Extrait du document —
En 2009, avec Christelle Amoussou et Chris Thomas vous fondez le label de soul music Q-sounds recording. Peux-tu nous parler de cette aventure ?
Ludovic BORS: Je fais de la musique depuis le début des années 90, d'abord dans le Hip Hop en tant que beatmaker. J'ai eu mon premier label à cette époque, puis j'ai signé chez Big Cheese Records et Kiff Records avant de rencontrer Chris Thomas en 1999. On est très vite devenus amis, on partageait le même parcours de jeune de banlieue, on aimait la même musique : le Hip Hop ,la Soul, la House... Chris venait de créer son label de Deep House : Qalomota Records. J'ai rapidement sorti plusieurs maxis sur qalomota sous le nom de Joyful Noise tout en m'investissant dans le label. A la fin des années 2000, je pratiquais essentiellement la musique en studio, les concerts me manquaient, j'ai commencé à monter un groupe afin d'écrire et de jouer de la Soul. Pour donner une existence concrète à tout ça, j'ai proposé à Chris Thomas de monter une subdivision Soul chez Qalomota.Il n'y avait jamais eu en France de label de Soul, on avait envie d'apporter notre pierre à l'édifice. C'est ainsi qu'avec ChrisThomas et Christelle Amoussou, qui avait la rarissime qualité d'être une songwritter de talent, on s'est lancé et qu'on a créé Q-Sounds Recording, premier label de Soul de l'histoire de la musique française. C'est ce premier crew de musicien qui a assuré le backing band des premiers artistes du label sous le nom de Radek Azul Band. Notre premier 45t (Chyna Blue & Radek Azul Band ) est sorti fin 2009. L'aventure était lancée.
En 2017 c'est le début de l'aventure "PRINCIPLES OF JOY" raconte nous comment est né le groupe.
Ludovic BORS: En 2015, avec Christelle Amoussou on a commencé à écrire un répertoire original pour une des nouvelles voix du label. Malheureusement on a dû mettre fin à cette collaboration naissante. Un certain nombre de morceaux que l'on aimait beaucoup se sont retrouvés sans groupe pour les interpréter. On a donc décidé de remonter un groupe autour de ce répertoire. A ce moment, c'est la chanteuse Sarah Ibrahim qui a pris le lead. On a progressivement recruté de nouveaux musiciens pour constituer le groupe dans lequel on voulait deux guitares. Début 2018, le premier line up était en place pour commencer à travailler.

Liste des enregistrements —
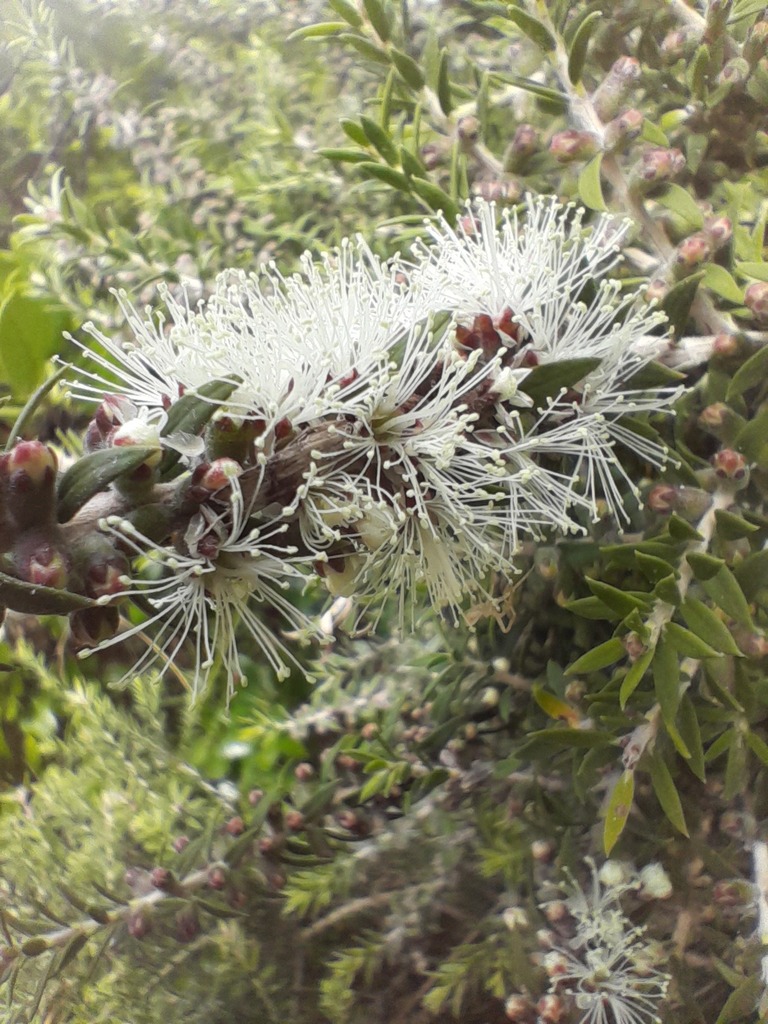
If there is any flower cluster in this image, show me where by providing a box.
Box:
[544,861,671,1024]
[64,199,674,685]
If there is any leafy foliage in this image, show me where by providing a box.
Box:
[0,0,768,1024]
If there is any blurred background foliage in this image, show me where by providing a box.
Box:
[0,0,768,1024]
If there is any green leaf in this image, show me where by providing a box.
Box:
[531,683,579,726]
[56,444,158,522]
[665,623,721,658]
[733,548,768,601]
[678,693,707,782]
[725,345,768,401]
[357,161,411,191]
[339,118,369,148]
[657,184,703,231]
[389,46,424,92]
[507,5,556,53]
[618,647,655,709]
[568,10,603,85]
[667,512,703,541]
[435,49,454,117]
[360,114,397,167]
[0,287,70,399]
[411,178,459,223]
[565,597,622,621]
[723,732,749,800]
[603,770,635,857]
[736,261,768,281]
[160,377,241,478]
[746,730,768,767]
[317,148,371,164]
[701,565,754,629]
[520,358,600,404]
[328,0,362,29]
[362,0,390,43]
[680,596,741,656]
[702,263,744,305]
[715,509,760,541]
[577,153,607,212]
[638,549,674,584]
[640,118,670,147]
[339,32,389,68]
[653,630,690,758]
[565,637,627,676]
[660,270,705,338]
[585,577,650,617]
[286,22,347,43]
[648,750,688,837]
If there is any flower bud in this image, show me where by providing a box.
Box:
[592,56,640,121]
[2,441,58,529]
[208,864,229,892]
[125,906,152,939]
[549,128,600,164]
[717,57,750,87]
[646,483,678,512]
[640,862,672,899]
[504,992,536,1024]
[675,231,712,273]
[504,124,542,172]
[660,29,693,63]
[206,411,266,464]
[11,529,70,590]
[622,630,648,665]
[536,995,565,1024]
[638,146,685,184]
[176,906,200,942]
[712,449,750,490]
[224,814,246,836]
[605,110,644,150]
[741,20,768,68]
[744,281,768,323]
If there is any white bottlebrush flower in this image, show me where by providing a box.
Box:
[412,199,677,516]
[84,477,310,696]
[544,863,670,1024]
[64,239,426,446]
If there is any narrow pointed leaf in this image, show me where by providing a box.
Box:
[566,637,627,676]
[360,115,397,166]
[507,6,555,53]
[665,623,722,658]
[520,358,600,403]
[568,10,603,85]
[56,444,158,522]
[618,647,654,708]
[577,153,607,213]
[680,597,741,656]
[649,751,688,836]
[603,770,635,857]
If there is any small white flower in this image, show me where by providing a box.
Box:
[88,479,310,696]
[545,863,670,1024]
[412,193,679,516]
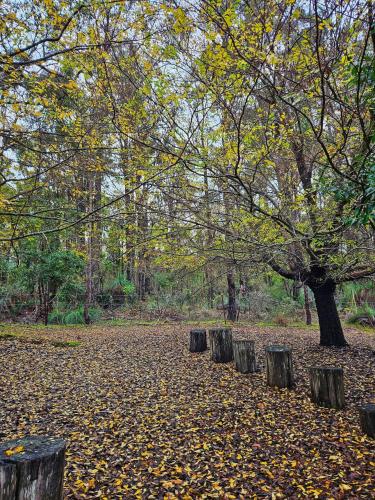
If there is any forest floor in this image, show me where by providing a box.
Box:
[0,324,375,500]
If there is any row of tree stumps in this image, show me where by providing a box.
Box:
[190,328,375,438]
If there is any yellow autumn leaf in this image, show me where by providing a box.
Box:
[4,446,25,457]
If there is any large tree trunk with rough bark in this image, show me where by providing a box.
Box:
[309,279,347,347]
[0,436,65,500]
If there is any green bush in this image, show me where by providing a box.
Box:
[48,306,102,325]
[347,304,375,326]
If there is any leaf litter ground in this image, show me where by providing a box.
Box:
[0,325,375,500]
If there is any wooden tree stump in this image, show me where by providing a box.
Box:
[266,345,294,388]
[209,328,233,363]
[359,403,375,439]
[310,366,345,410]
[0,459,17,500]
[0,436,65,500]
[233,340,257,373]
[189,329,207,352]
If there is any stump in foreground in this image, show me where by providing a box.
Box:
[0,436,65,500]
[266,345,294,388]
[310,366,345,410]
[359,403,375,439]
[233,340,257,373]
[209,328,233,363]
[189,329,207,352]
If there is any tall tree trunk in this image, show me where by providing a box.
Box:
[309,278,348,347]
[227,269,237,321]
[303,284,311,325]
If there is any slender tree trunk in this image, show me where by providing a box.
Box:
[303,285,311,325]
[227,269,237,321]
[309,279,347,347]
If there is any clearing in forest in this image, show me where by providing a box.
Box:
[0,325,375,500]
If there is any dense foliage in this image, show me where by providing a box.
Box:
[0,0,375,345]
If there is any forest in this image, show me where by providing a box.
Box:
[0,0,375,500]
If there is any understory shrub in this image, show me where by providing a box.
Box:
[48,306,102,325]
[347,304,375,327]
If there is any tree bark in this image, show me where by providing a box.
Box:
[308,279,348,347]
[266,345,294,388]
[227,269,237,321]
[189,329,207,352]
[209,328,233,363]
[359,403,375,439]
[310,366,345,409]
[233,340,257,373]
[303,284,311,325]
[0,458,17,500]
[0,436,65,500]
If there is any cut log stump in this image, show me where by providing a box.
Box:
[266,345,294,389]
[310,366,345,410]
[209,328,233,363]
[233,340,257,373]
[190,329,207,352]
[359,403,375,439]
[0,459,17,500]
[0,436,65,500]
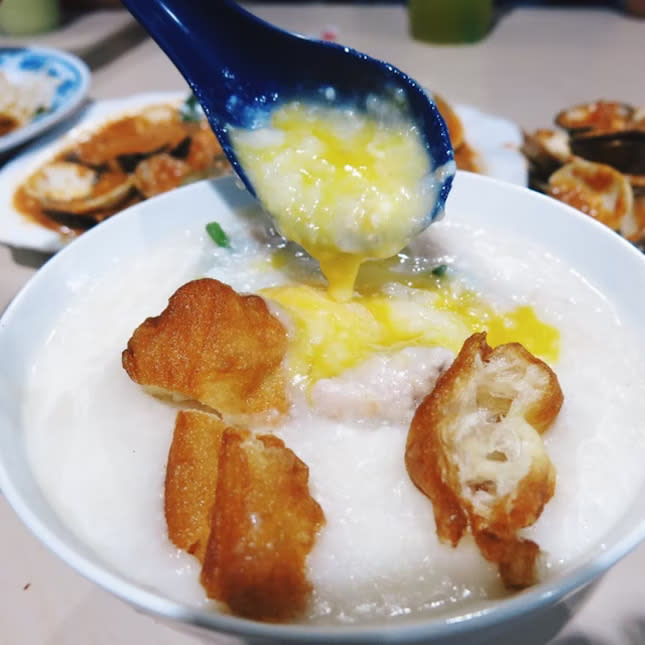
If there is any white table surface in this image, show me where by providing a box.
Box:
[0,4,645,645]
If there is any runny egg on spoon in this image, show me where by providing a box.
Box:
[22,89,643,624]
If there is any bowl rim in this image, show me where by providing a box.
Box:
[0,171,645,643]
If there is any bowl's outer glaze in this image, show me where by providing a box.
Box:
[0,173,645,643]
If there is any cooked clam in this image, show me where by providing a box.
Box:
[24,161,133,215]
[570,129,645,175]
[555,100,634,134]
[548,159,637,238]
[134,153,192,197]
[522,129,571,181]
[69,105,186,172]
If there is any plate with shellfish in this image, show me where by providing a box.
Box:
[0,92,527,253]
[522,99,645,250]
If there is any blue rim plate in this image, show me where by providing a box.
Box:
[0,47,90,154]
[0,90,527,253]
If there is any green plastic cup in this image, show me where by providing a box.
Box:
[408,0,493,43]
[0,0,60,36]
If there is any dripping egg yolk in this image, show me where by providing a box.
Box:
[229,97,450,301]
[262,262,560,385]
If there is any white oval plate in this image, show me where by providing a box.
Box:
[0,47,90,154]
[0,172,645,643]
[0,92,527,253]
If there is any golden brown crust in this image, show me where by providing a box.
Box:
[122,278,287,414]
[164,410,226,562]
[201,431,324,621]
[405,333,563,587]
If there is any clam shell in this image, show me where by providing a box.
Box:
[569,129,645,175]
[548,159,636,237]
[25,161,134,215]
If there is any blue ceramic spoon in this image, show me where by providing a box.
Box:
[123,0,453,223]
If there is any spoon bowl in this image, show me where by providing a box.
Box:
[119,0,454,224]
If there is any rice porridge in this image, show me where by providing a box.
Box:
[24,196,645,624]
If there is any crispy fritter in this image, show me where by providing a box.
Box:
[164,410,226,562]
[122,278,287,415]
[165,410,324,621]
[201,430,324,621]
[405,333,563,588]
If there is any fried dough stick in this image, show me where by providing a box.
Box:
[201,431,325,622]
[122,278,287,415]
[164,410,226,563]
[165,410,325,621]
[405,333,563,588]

Consignes —
a. Résumez l'entretien en deux phrases.
b. Dressez la liste de tous les labels désignés par leur nom dans l'entretien.
c. Recopiez le passage de l'entretien qui va de « Ludovic BORS: En » jusqu'à « commencer à travailler. ».

Corrigé —
a. En 2009, Ludovic Bors fonde avec Chris Thomas et Christelle Amoussou Q-Sounds Recording, présenté comme le premier label de Soul de l'histoire de la musique française, et un premier 45 tours sort fin 2009. Le groupe Principles of Joy naît d'un répertoire écrit à partir de 2015 avec Christelle Amoussou pour une voix du label, resté sans interprètes après la fin de cette collaboration, et sa première formation est en place début 2018, avec la chanteuse Sarah Ibrahim au lead.

b. Big Cheese Records, Kiff Records, Qalomota Records, Q-Sounds Recording

c.
Ludovic BORS: En 2015, avec Christelle Amoussou on a commencé à écrire un répertoire original pour une des nouvelles voix du label. Malheureusement on a dû mettre fin à cette collaboration naissante. Un certain nombre de morceaux que l'on aimait beaucoup se sont retrouvés sans groupe pour les interpréter. On a donc décidé de remonter un groupe autour de ce répertoire. A ce moment, c'est la chanteuse Sarah Ibrahim qui a pris le lead. On a progressivement recruté de nouveaux musiciens pour constituer le groupe dans lequel on voulait deux guitares. Début 2018, le premier line up était en place pour commencer à travailler.